Pull out every line of the records below and reproduce each one word for word, in the same order.

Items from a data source
##########

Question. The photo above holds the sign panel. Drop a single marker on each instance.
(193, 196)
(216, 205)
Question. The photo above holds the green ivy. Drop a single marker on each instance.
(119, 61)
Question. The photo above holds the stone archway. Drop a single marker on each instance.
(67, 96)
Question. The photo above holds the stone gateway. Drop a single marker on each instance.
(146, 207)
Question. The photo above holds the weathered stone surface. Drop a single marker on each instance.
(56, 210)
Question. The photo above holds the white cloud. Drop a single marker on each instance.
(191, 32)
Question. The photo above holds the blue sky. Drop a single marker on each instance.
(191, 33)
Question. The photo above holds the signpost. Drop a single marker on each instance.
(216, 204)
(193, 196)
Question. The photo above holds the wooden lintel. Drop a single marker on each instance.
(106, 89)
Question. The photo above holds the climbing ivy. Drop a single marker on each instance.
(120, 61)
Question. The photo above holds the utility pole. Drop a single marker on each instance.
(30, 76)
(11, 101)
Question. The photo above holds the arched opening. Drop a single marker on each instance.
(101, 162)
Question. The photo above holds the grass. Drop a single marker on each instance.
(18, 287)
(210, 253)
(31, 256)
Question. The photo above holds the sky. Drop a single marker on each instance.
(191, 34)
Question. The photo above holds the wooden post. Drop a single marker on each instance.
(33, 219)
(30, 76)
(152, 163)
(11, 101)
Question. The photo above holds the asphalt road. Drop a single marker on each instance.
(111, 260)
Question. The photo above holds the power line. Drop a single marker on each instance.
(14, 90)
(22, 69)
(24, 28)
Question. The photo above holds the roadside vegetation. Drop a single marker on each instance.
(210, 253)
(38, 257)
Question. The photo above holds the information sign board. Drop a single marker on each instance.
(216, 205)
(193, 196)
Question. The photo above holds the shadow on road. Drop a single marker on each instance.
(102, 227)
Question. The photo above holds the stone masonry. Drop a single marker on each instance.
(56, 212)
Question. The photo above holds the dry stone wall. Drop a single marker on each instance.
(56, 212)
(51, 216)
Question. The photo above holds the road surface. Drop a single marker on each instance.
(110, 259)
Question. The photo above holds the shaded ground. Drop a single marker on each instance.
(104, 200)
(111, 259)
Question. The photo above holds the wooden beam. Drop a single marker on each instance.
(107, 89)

##########

Correct answer »
Question. The photo above holds the sign panel. Drop a single marker on each instance.
(193, 196)
(216, 205)
Question. The photo above holds the green ivy. Drop a single marker on each instance.
(119, 61)
Question. The photo above holds the stone archway. Drop a single marker on each instance.
(67, 96)
Question. The photo above holds the stone gateway. Drop a single marker on each instance.
(146, 207)
Question. The photo above holds the weathered stone surface. Drop a single marker on each instance.
(56, 210)
Question. The photo above holds the white cloud. Drop a single marker on each instance.
(191, 32)
Question. The photo above holds the blue sky. Drop a single marker on each instance.
(191, 33)
Question. The photo above holds the signpost. Drop a single marker on each instance.
(216, 204)
(193, 196)
Question. The photo above holds the wooden lintel. Drop a single marker on each instance.
(106, 89)
Question. The photo above holds the climbing ivy. Drop a single marker on each instance.
(120, 61)
Question. The photo above holds the utility pole. Drop a single marker on each instance.
(30, 76)
(11, 101)
Question. The photo above holds the arched opening. Drop a single marker on each instance.
(101, 162)
Question. The photo above holds the grass. Drop a single marker on each instance.
(18, 287)
(210, 253)
(31, 256)
Question. The photo above holds the sky. Drop a single marker on each instance.
(191, 34)
Question. The photo above holds the wooden post. Drop a single marker on each instance.
(33, 219)
(30, 76)
(152, 163)
(11, 101)
Question. The photo above holds the asphalt road. Drop a single marker on each instance.
(111, 260)
Question. The photo above holds the power line. Drop a single marker on each instance.
(14, 90)
(22, 69)
(24, 28)
Question. The photo above holds the roadside vegetation. Drop a single marker on each instance.
(210, 253)
(38, 257)
Question. The photo above holds the information sign board. Drop a single marker on each instance.
(216, 205)
(193, 196)
Question. The photo above holds the shadow on road. Drop a single marker on each instance.
(102, 227)
Question. The photo above holds the stone masonry. Drop a single marker on each instance.
(56, 212)
Question. The photo above holds the dry stone wall. Drop a single marker on each instance.
(56, 212)
(51, 216)
Question. The photo above holds the road surface. Drop a single marker on each instance.
(110, 259)
Question. The photo above holds the shaded ground. Drop a single marker on each instance.
(104, 200)
(111, 259)
Question. The photo above holds the wooden beam. Drop a single marker on each instance.
(107, 89)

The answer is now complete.